Complete the following:
a. Condense the paragraph of the patch thread that begins "In support we've seen a case" into one shorter sentence that keeps its main facts.
b. Lay out the records as a numbered list, from the line containing "Point to the dog's eye." through the end of the records, both ends included, and leave out any blank lines.

Excerpt:

## START

[SRU][Xenial][PATCH 1/1] ibmveth: Support to enable LSO/CSO for Trunk VEA.
Daniel Axtens
daniel.axtens at canonical.com
Fri Nov 17 13:28:18 UTC 2017
Hi Joe,
Thanks - subscribed and commenting now!
Regards,
Daniel
On Sat, Nov 18, 2017 at 12:23 AM, Joseph Salisbury <
joseph.salisbury at canonical.com> wrote:
> On 08/25/2017 12:42 PM, Daniel Axtens wrote:
> > Hi,
> >
> > Sorry if I'm a little late to the party with this...
> >
> > In support we've seen a case where ibmveth + openvswitch + bnx2x has
> > lead to some issues, which you should probably be aware of before
> > turning on large segments in more places.
> >
> > Here's my summary from that support case, appropriately sanitised.
> >
> > ==========
> >
> > [Issue: we see a firmware assertion from an IBM branded bnx2x card.

## END

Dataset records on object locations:

## START

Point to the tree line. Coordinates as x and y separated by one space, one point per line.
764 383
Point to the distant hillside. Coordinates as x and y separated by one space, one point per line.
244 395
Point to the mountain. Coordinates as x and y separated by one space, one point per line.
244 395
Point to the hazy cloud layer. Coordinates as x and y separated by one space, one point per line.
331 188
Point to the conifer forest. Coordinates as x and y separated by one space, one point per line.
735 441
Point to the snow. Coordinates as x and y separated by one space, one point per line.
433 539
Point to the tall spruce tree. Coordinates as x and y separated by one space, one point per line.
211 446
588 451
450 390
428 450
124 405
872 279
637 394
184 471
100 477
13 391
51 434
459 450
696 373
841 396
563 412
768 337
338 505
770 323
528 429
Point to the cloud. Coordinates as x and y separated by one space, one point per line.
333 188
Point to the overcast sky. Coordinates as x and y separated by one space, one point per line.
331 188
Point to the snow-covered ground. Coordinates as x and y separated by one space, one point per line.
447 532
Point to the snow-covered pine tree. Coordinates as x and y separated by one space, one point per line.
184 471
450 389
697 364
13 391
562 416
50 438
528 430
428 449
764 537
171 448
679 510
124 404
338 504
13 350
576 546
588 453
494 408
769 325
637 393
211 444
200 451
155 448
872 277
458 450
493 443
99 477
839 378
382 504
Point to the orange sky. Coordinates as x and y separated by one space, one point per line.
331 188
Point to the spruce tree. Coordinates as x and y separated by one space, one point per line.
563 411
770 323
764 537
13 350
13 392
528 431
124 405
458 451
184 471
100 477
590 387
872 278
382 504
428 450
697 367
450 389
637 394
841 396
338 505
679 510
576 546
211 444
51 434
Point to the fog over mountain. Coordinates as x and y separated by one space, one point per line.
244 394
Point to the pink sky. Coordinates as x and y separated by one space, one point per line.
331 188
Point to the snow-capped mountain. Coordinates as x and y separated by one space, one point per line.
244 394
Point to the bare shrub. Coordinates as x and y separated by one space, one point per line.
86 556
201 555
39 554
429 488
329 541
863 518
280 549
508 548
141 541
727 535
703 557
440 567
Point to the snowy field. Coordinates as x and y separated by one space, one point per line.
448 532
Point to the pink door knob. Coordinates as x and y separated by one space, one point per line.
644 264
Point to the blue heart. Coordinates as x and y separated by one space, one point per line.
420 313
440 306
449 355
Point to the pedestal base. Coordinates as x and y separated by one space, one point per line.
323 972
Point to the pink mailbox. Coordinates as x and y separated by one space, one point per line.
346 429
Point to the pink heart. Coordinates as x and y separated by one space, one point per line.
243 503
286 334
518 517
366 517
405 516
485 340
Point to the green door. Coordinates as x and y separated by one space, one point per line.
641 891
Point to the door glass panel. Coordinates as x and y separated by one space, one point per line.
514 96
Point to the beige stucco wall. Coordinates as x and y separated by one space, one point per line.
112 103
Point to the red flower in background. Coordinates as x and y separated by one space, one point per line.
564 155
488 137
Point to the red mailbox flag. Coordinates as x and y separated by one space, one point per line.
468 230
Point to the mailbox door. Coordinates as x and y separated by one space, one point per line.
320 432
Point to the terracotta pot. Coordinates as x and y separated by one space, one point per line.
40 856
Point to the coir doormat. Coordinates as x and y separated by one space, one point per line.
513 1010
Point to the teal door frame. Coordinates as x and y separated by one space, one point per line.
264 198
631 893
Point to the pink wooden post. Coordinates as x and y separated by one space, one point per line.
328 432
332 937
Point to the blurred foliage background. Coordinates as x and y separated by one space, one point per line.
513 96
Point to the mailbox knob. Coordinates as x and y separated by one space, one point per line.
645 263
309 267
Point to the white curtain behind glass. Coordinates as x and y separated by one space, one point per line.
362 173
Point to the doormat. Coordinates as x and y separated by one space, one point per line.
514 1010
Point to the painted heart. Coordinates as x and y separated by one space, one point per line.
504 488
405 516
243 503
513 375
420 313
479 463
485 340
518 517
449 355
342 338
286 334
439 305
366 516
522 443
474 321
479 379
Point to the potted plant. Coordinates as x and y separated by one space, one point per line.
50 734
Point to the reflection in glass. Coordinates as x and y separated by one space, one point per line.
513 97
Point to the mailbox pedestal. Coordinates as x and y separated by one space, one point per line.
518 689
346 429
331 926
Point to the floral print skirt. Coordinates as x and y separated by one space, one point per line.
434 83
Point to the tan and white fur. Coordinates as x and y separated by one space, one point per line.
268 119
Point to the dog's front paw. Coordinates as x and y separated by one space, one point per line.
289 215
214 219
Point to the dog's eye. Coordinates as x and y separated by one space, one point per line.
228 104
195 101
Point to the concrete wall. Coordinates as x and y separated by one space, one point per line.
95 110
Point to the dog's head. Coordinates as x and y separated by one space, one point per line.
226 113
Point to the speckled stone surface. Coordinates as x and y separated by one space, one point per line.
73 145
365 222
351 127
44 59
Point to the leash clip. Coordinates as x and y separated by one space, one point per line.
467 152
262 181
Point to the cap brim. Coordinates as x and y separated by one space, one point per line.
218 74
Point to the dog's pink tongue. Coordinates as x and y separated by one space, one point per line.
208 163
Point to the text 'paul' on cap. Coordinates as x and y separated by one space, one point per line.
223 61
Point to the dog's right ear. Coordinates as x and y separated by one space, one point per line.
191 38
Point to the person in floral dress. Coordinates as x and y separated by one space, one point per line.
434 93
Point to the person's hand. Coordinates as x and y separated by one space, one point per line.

## END

Set of answers:
a. Support has encountered a case in which ibmveth, openvswitch, and bnx2x together caused problems worth knowing about before large segments are turned on in more places.

b.
1. Point to the dog's eye. Coordinates as x and y separated by one space, one point per line.
2. 228 104
3. 195 101
4. Point to the concrete wall. Coordinates as x and y separated by one space, one point per line.
5. 95 110
6. Point to the dog's head. Coordinates as x and y separated by one space, one point per line.
7. 226 113
8. Point to the speckled stone surface. Coordinates as x and y separated by one space, one point per line.
9. 73 145
10. 365 222
11. 351 127
12. 44 59
13. Point to the leash clip. Coordinates as x and y separated by one space, one point per line.
14. 467 152
15. 262 181
16. Point to the cap brim. Coordinates as x and y separated by one space, one point per line.
17. 218 74
18. Point to the dog's pink tongue. Coordinates as x and y separated by one space, one point per line.
19. 208 163
20. Point to the text 'paul' on cap. Coordinates as x and y separated by one space, one point per line.
21. 223 61
22. Point to the dog's right ear. Coordinates as x and y separated by one space, one point per line.
23. 191 38
24. Point to the person in floral dress. Coordinates as x and y separated by one space, one point per line.
25. 434 93
26. Point to the person's hand. Coordinates as x and y separated by one space, one point per line.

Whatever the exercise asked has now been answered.